Provided passage »
#####
Global equities are still going to be an overweight heading into the fourth quarter, regardless of uncertainties and strains surrounding the way governments are now managing the pandemic, and an election nearly everyone now assumes to be hotly contested.
Thanks to central bank backstops, of course, and the fact that everyone also sees next year as roaring back to life, economically speaking, stocks are still the place to be, Barclays Capital is telling its clients.
The world economy has come back strongly, led by China in the emerging world, and the U.S. in the developed one.
“U.S. election-related uncertainty is a major risk, but with vaccine approval likely by year end, and a strong recovery, we still prefer global equities over fixed income,” says Ajay Rajadhyaksha, BarCap’s head of rates and securitized products.
Right. Who is buying bonds yielding half a percent? One of the reasons why the dollar is so strong is because Europeans and Japanese are buying U.S. fixed income and, of course, stocks. The dollar has become a carry-trade, something that was once the trade for investors buying securities in Mexico, Turkey and Brazil.
So far, the magnitude of the rebound has been positive and surprising. This goes for both China, where people are increasingly wandering around town without masks, and in the U.S., where the labor market is coming back as restriction send, and housing has surprised. A strong stock market has made the wealthy house hungry, not to mention a mini-exodus out of costly cities where hundreds discovered that despite the glamorous life and the cache’, big urban living didn’t cut it during a pandemic.
With the job market coming back, Barclays is now forecasting a 7.3% unemployment rate December.
U.S. economic data — despite the political press downplaying it — is “even more impressive,” says Rajadhyaksha, noting that the economy continues to recover despite stimulus winding down and Congress undecided on the final stimulus aid package.
Meanwhile, outside of the No. 1 economy, the No. 2 economy — China — is ahead of everyone. Their retail sales returned to pre-pandemic levels in August, and the jobless rate dropped well below the government’s end-of-year target.
#####
Exercise data »
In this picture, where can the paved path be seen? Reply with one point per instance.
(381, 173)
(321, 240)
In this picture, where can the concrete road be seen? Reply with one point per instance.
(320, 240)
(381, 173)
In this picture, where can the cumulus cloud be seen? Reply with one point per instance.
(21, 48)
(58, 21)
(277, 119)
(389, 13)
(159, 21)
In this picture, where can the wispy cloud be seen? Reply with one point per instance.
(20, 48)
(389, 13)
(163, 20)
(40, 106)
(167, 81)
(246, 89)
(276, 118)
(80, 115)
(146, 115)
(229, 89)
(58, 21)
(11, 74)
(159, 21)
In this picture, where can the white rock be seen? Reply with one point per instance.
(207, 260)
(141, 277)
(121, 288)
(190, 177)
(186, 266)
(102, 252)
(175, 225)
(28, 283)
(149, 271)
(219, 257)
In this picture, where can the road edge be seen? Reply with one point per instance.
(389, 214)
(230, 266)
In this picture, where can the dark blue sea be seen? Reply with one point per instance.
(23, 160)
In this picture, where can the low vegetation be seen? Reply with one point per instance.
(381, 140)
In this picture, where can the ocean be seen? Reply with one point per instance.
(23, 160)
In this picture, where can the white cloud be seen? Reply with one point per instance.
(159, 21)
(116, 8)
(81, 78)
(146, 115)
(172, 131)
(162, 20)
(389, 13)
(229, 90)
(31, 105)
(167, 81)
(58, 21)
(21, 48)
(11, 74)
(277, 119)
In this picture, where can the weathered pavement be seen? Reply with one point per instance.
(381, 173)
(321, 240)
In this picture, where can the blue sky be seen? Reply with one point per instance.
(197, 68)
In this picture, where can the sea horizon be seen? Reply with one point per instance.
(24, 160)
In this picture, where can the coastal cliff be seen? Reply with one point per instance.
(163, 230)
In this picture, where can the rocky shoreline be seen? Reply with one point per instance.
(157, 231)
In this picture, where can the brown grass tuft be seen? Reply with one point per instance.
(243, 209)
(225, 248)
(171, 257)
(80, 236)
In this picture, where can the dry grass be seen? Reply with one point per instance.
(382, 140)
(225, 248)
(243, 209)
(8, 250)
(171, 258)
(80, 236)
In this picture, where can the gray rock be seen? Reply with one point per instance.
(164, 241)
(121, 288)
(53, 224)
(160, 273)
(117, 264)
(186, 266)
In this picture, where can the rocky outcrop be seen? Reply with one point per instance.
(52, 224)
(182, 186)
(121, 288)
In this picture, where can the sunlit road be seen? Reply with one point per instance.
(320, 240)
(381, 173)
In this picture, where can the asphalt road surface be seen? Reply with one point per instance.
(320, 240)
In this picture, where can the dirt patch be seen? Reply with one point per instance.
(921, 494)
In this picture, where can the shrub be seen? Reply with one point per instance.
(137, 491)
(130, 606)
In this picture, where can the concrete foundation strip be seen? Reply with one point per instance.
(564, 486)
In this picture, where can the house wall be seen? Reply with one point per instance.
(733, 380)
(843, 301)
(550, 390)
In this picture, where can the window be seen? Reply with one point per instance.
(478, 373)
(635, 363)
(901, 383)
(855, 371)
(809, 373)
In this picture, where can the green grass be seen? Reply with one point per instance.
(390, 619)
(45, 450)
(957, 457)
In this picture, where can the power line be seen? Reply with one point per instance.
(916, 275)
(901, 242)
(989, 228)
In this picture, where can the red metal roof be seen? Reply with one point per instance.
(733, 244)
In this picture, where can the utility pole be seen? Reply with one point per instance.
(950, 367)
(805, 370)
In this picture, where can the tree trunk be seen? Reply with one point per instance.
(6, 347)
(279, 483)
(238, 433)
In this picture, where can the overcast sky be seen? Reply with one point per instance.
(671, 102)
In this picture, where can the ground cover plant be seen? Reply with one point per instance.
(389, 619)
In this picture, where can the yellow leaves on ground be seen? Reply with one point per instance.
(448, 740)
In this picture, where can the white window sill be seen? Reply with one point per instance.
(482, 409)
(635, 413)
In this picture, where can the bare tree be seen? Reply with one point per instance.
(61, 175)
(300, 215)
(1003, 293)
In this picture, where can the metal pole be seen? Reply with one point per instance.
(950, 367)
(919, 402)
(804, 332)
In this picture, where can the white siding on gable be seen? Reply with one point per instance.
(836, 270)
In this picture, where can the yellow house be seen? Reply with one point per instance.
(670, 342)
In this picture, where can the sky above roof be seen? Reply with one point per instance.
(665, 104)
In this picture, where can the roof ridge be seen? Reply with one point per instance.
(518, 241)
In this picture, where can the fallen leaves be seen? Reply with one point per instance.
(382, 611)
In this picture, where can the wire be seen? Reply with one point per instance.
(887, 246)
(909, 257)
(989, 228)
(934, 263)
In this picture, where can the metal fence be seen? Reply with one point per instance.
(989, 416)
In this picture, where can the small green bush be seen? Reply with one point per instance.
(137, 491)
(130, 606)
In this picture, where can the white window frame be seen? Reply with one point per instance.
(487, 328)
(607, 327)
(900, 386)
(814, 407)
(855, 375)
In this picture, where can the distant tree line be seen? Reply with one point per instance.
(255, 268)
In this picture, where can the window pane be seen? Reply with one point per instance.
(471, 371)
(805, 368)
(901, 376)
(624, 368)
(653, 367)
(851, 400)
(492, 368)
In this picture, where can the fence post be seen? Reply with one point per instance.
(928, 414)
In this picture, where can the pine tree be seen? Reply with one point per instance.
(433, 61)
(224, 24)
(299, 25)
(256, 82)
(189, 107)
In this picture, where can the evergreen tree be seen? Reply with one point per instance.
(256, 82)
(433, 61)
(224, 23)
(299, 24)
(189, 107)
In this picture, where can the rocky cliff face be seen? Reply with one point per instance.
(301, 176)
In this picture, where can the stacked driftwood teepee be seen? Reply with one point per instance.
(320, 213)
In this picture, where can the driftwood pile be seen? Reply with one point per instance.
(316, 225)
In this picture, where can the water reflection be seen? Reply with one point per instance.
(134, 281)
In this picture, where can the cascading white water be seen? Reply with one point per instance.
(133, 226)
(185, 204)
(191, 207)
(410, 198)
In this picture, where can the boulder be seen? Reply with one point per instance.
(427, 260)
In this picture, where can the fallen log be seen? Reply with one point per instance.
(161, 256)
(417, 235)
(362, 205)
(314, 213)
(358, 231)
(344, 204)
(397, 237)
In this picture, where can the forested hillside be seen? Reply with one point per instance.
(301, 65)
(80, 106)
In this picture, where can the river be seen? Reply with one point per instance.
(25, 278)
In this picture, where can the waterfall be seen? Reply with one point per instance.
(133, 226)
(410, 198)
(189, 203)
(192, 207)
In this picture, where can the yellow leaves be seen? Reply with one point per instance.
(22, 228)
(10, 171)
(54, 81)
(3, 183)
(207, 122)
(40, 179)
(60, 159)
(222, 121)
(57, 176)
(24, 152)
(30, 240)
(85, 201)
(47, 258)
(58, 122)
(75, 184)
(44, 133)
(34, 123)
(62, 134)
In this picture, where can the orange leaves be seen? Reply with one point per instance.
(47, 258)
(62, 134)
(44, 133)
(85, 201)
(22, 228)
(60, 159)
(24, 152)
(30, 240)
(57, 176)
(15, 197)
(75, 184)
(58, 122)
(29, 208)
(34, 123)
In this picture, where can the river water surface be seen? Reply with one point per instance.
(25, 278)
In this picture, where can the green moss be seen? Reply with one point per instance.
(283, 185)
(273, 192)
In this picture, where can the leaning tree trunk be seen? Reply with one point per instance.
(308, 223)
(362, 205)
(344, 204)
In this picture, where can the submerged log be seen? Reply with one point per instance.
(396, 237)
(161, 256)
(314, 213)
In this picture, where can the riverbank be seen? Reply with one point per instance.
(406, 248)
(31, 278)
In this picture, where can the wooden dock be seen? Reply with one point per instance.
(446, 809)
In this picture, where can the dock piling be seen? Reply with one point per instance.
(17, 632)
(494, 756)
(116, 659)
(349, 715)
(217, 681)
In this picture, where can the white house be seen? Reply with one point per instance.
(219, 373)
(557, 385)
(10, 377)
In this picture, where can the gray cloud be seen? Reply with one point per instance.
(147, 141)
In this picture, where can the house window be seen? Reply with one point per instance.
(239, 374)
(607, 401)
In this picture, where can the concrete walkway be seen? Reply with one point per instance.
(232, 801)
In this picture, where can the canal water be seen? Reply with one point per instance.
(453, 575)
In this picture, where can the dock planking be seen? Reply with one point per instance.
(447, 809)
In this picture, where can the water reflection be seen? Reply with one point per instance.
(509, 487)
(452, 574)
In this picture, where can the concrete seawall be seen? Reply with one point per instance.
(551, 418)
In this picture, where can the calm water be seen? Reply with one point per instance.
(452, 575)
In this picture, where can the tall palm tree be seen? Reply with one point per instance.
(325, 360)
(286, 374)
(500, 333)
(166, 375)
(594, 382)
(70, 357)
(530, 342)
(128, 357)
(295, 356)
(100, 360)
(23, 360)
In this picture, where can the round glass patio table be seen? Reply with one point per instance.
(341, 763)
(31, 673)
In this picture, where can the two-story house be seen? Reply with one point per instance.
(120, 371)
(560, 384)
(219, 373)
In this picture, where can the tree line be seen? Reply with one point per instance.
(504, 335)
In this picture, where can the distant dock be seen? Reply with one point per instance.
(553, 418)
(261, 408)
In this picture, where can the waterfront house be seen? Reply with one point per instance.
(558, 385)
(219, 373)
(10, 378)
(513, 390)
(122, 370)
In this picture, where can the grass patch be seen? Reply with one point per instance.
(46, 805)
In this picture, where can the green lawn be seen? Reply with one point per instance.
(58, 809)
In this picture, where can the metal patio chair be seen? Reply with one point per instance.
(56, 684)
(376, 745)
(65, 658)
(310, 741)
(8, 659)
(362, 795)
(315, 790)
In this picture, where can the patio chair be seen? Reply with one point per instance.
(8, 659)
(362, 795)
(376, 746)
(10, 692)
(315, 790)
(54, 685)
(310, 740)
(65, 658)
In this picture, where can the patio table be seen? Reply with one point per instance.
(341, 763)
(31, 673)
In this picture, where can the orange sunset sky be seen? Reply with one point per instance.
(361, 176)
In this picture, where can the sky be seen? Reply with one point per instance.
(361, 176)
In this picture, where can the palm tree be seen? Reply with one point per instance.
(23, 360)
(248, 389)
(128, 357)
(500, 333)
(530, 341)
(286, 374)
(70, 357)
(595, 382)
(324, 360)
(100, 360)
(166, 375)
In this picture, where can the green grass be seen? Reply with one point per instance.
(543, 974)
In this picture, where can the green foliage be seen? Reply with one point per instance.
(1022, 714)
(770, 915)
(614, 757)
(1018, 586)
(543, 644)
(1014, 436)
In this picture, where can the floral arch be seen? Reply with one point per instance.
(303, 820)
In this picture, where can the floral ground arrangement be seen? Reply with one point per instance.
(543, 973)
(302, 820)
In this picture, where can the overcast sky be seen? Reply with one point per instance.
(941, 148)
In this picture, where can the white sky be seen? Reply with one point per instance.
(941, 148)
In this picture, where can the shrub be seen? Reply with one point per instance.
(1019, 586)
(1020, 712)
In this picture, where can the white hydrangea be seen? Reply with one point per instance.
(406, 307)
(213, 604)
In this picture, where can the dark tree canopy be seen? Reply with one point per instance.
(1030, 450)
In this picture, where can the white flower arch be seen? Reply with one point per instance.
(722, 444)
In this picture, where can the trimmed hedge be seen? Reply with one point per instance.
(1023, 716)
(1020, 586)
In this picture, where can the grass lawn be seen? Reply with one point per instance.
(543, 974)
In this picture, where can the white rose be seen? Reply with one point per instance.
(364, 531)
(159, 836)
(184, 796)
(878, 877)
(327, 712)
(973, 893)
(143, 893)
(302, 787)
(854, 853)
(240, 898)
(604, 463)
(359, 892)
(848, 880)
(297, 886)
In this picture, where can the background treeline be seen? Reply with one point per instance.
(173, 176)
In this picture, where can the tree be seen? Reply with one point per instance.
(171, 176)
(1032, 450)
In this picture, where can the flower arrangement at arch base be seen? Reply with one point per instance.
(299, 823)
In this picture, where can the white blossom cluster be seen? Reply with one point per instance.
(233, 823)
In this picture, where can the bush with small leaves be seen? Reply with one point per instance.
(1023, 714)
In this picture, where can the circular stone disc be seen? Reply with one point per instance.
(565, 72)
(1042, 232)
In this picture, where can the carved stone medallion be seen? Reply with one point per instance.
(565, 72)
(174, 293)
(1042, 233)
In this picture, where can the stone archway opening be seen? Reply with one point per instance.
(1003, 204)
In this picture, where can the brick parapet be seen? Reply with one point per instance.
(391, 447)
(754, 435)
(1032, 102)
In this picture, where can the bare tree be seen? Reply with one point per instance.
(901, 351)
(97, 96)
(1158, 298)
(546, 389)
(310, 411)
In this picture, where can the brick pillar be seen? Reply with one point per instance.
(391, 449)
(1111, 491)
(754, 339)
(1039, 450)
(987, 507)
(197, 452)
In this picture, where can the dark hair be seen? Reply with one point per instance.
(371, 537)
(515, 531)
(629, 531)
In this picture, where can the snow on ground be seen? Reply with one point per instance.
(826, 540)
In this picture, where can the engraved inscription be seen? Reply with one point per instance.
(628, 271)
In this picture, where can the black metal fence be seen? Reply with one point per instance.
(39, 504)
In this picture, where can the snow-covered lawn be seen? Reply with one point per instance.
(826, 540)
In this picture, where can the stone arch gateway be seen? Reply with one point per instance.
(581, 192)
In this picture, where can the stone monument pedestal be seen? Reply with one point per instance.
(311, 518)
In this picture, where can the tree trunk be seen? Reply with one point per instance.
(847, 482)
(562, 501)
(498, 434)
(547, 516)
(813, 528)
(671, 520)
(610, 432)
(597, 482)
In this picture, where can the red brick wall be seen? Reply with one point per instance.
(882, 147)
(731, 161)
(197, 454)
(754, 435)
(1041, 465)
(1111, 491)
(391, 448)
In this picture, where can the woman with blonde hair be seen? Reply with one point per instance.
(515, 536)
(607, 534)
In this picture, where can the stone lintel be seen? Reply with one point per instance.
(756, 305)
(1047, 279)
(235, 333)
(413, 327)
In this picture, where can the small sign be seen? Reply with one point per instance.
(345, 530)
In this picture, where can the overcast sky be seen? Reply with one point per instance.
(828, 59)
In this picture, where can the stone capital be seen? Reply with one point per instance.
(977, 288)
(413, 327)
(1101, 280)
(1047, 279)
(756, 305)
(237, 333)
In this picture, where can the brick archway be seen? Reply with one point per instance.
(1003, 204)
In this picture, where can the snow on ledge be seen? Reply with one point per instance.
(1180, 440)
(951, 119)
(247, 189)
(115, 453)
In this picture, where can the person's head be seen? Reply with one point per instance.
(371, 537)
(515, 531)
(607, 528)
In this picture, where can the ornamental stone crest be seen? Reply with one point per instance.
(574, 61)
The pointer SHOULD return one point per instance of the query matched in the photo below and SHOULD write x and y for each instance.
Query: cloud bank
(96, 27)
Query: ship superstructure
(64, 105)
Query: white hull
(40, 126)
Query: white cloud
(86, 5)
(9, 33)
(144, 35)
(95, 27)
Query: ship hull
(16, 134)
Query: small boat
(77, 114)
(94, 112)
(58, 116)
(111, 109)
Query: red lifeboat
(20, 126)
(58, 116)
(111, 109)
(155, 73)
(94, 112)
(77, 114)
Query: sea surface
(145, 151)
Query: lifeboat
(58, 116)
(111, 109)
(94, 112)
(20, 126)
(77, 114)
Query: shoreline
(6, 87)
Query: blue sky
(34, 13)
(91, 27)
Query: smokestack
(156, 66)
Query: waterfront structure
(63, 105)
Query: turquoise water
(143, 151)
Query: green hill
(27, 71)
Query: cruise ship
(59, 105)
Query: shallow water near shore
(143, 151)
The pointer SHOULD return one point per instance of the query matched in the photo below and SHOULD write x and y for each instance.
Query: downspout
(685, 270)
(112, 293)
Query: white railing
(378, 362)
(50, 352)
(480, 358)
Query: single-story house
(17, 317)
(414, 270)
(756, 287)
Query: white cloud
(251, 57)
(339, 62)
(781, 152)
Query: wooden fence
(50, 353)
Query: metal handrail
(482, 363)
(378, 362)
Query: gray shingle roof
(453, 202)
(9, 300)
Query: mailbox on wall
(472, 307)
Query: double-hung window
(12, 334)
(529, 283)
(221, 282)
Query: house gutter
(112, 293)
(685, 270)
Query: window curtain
#####
Problems to work on »
1. Answer these questions using the article on the global equities outlook:
(a) What unemployment rate is Barclays forecasting for December?
(b) Which country led the recovery in the emerging world?
(c) In what month did China's retail sales return to pre-pandemic levels?
2. Duplicate the part of the global equities article starting with "So far, the" and going on through "during a pandemic.".
3. Finish out the next part of the global equities article, continuing after its last sentence.
The rows come from a separate source.

Answers to the tasks »
1.
(a) 7.3%
(b) China
(c) August

2.
So far, the magnitude of the rebound has been positive and surprising. This goes for both China, where people are increasingly wandering around town without masks, and in the U.S., where the labor market is coming back as restriction send, and housing has surprised. A strong stock market has made the wealthy house hungry, not to mention a mini-exodus out of costly cities where hundreds discovered that despite the glamorous life and the cache’, big urban living didn’t cut it during a pandemic.

3.
As far as the election fight goes, and it is going to be a steel cage match for sure, expectations for volatility are higher than they have been relative to the last 15 years. But they are not extreme, says Columbia Threadneedle analysts in a recent note published on its website. They recommend investors stay focused on long-term goals rather than get caught up in the headline drama surrounding Trump versus Biden, and whether or not UK is going back into lockdown. Investors need to look beyond the political narratives driving these headlines.
Here’s a look at how they are seeing things on the election front.
British investment bank Schroders has come out in favor of Biden, at least in terms of their predictions. They give Biden a 60+ percent chance of winning the election in November.
BNP Paribas analysts are not picking sides, but said that if Biden does win, it “could benefit emerging markets”. China is poised to do much better at least from a sentiment standpoint as expectations are that Biden will not increase tariffs. Biden said he has no plans to cut existing tariffs, at this time. That could change. Who knows?
“The market has been a rocket ship, and it’s projecting what’s going to happen in six to eight months, when there’s a vaccine and people have started to go back to work, not what’s going to happen during the election,” says Todd Morgan, chairman at Bel Air Investment Advisors. “The Fed has done a spectacular job at saving this economy.”
Investors can still find cause for worry.
Besides a central bank eyeballs deep in the markets (and what happens when the pull back) equity valuations are historically elevated, especially for tech stocks. Even so, investors are not letting the down days turn them off.
With interest rates near zero, there are very few alternatives to investing in stocks.
People are picking companies they know well that pay dividends and using them in addition to savings accounts that are as good as cash in a pillow case.
Income related real estate has a great deal of uncertainty because of the lockdowns, and because of attitudes towards major cities that have been home to civil unrest.
Investment grade bonds pay next to nothing, especially after inflation and taxes. Fixed income investors have to go into speculative grade credit if they want yield.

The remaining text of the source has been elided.